• 取り組む課題:
(A) CNFについての文章と照らし合わせ、次の(i)〜(iii)がそれぞれ文章の内容と一致するかを「はい」か「いいえ」で答え、判断の根拠となる本文の語句を正確に引用してください。
(i) CNFはVNFよりもネットワークに柔軟性をもたらす。
(ii) 5Gの特徴を十分に生かし切れるアプリケーションは、すでに数多く存在している。
(iii) スタンドアロン構成のインフラは、4Gネットワークに依存した構成である。
(B) CNFについての文章のうち、「ミリ波を含む活用が進み本格的」から始まり「れる「CNF」に注目したい。」まで続く部分を、一字一句違えずに書き写してください。
(C) CNFについての文章に基づき、次の問いに答えてください。
(i) 「CNF」は何の略称として示されていますか。
(ii) 5Gの特徴として挙げられている三つの項目は何ですか。
(iii) 本格的な5G時代に新サービス開発のカギになるとされているものは何ですか。

======== 本文抜粋 ========

Beyond 5Gに向けた柔軟なネットワーク機能「CNF」って何?
ミリ波を含む活用が進み本格的な5G時代が到来すると、ネットワークを効率的に使い分けるネットワークスライシングが新サービス開発のカギになる。現状で進展している「VNF」よりもネットワークに柔軟性をもたらすのが「CNF」だ。今回は、5Gのさらに先にあるBeyond 5G/6Gを実現する要素としても注目される「CNF」に注目したい。
「CNF」が注目されるワケと5G/Beyond 5Gとの関係
5Gと言えば「超高速大容量」「超低遅延」「多数接続性」だが、まだその特徴を十分に生かし切れるアプリケーションはそう多くはないのが現状だ。スタンドアロン構成のインフラ(SA:4Gネットワークに依存しない5G専用の基地局とコアネットワーク)整備が5G本格活用の前提となり、通信キャリア各社は5G商用展開の駒を着々と進めている。その一方で、5Gの次なる世代「Beyond 5G」を見越した技術開発も進んでいる。その一例に挙げられるのが「CNF」(Cloud-native Network Function)だ。
CNFが注目されるのは5Gの本格活用と、Beyond 5G/6Gで重視される「ネットワークスライシング」が容易かつ迅速に実現されると考えられているからだ。

======== 提供データ ========

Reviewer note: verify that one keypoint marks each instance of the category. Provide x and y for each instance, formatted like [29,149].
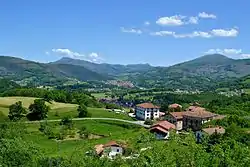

========

• 解答一覧:
(A)
(i) はい:「現状で進展している「VNF」よりもネットワークに柔軟性をもたらすのが「CNF」だ」
(ii) いいえ:「まだその特徴を十分に生かし切れるアプリケーションはそう多くはないのが現状だ」
(iii) いいえ:「4Gネットワークに依存しない5G専用の基地局とコアネットワーク」

(B)
ミリ波を含む活用が進み本格的な5G時代が到来すると、ネットワークを効率的に使い分けるネットワークスライシングが新サービス開発のカギになる。現状で進展している「VNF」よりもネットワークに柔軟性をもたらすのが「CNF」だ。今回は、5Gのさらに先にあるBeyond 5G/6Gを実現する要素としても注目される「CNF」に注目したい。

(C)
(i) Cloud-native Network Function
(ii) 「超高速大容量」「超低遅延」「多数接続性」
(iii) ネットワークを効率的に使い分けるネットワークスライシング